Si l’on demande qui a été le meilleur président de la banque centrale américaine, tout le monde aura tendance à répondre “Alan Greenspan”. Pourtant, il y a toutes les raisons de penser que Paul Volcker, son prédecesseur, lui a été largement supérieur. Volcker a hérité d’une situation catastrophique, une inflation à deux chiffres et une stagnation économique; il a eu le courage et l’intelligence de faire ce qu’il fallait pour y remédier, rétablir des taux d’intérêts réels positifs jusqu’à la fin de l’inflation et s’y tenir. Au total, il a laissé la situation meilleure qu’il ne l’avait trouvée : on ne peut pas en dire autant de son sucesseur, Greenspan. Volcker a su résister à la pression politique de l’administration Reagan, que sa politique n’arrangeait pas; Greenspan s’est couché devant l’administration Bush, pour expliquer ensuite que personne n’avait compris ce qu’il avait vraiment dit.

#### Liste des tâches:
a) Répondez à ces questions d'après le passage sur Volcker et Greenspan :
(i) De quelle situation Volcker a-t-il hérité ?
(ii) À la pression de quelle administration Volcker a-t-il su résister ?
(iii) Devant quelle administration Greenspan s'est-il couché ?
b) Rédigez la suite du passage sur Volcker et Greenspan en partant de sa dernière phrase.
Le matériel placé plus bas n'entre pas en jeu ici.

#### Extrait de données:
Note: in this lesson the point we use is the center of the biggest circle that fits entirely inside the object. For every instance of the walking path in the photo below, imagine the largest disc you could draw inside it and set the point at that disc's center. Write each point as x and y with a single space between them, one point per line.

#### Réponses par tâche:
a)
(i) D'une inflation à deux chiffres et d'une stagnation économique.
(ii) De l'administration Reagan.
(iii) Devant l'administration Bush.

b)
Et puis, il y a ces analyses de la situation actuelle. Comparez ce qu’en dit Volcker et ce qu’en dit Greenspan. On trouve des arguments communs aux deux, notamment la méfiance envers les modèles de la finance. Mais le ton et le contenu sont résolument différents. Volcker est modeste, tient un langage clair, reconnaît la complexité des choses, et se pose les bonnes questions : quelle réglementation pour les banques d’affaires, si désormais elles peuvent être sauvées par la banque centrale? Quelles seront les conséquences de l’ajustement économique qui se prépare, que va-t-il falloir faire? Rien de tel chez Greenspan, qui inflige un pensum pour dire que de toute façon, tout finira par aller bien un jour, que l’auto-régulation des marchés est la seule solution. Il se paie de mots et de métaphores qui ne veulent rien dire (a disturbing reality will be laid bare, prompting an unexpected and sharp discontinuous response), pour arriver à une conclusion vide : “il faut sauver la concurrence et la flexibilité des marchés”. Waow.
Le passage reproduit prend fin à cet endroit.